* QUESTIONS *
1. List every news outlet named in the report on the killings in Adra.
2. Extend the report on the killings in Adra, beginning after its final sentence.

‘Whole families murdered’: Syrian rebels execute over 80 civilians outside Damascus
Government forces are continuing a large-scale operation against Jabhat al-Nusra and Liwa Al-Islam fighters, who captured the town earlier this week. The area is located some 20 kilometers away from Damascus.
According to SANA news agency, around 1,000 militants were in the town when it was enveloped by the army on Friday.
The military sources said the “armed groups have performed an execution of civilians” in Adra, RT Arabic correspondent Abutaleb Albohaya reported from Syria.
“For now it’s established that over 80 people were killed in the areas now taken over by the army. Often whole families were murdered,” he said.
The number of executed civilians is expected to rise after government troops manage to recover the rest of the town - which has a population of around 20,000 - from the Islamists, the military source added.
“Some families were kidnapped in order to be used as human shields in areas where the Syrian army is now trying to free the civilians,” Albohaya stressed. Iraqi Al-Ahd television says this is the reason the Syrian army is abstaining from using artillery on Sunday.
“The military sources also said that the other kidnapped families were moved to the area south of Adra in the direction of the town of Douma, which has been the opposition’s strategic backland since the start of the Syrian crisis [in March, 2011]. It’s also where the most important rebel fortifications are situated,” Albohaya said.

(Dataset entries)

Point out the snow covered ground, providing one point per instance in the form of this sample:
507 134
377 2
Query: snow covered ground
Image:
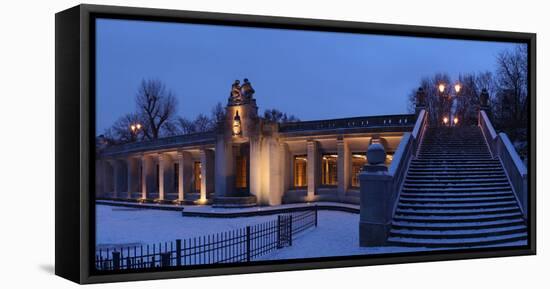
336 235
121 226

* * *

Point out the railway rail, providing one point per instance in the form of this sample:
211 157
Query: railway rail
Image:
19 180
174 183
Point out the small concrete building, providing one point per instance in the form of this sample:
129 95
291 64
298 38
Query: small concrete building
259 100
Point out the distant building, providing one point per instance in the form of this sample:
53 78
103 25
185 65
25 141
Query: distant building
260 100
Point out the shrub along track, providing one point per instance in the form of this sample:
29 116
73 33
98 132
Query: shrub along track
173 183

* ANSWERS TO THIS EXERCISE *
1. SANA news agency, RT Arabic, Iraqi Al-Ahd television

2.
The rebel presence remains strong in Adra, with “snipers entrenched in high-rise buildings,” he added. “Many opposition militant groups are still acting in areas outside and within the town.”
The army’s special forces have performed several successful operations against those groups, which have resulted in the deaths of dozens of militants, the military source said.
The military is storming every house and has already freed dozens of Alawite, Druze, and Christian families from the rebels, Al-Ahd reported.
The government troops have cornered a highway leading to the international airport in Damascus, which is situated four kilometers away from Adra.
The military does not exclude the possibility that militants will break through the blockade in this direction, putting the nearby town of Dahiyat al Asad in danger, according to Al-Ahd.
‘People toasted in ovens’
What the Islamist rebels did when they entered Adra on Wednesday morning was a “massacre,” one a local resident told RT.
“The situation was terrible - with killing, atrocities, and fear as the background. Unidentified armed men came into town, but it was obvious that they were Jabhat al-Nusra militants,” Muhammad Al-Said said.
“The worst crime they committed was that they toasted people in ovens used to bake bread when those people came to buy it. They kidnapped and beat up many,” he added.
According to Al-Said, the rebels committed the atrocities so they could place blame on government forces.
But the resident said that Adra citizens are “waiting for Syrian troops to save us from the terrorists, who came from other countries.”
“Those, who could, fled to Damascus. Some hid in the basement, with infants, the elderly, women, and sick people among them. The situation was really terrible,” Al-Said said.
Geopolitical analyst Patrick Henningsen sees foreign encouragement of rebel forces as one of the reasons behind the Adra tragedy.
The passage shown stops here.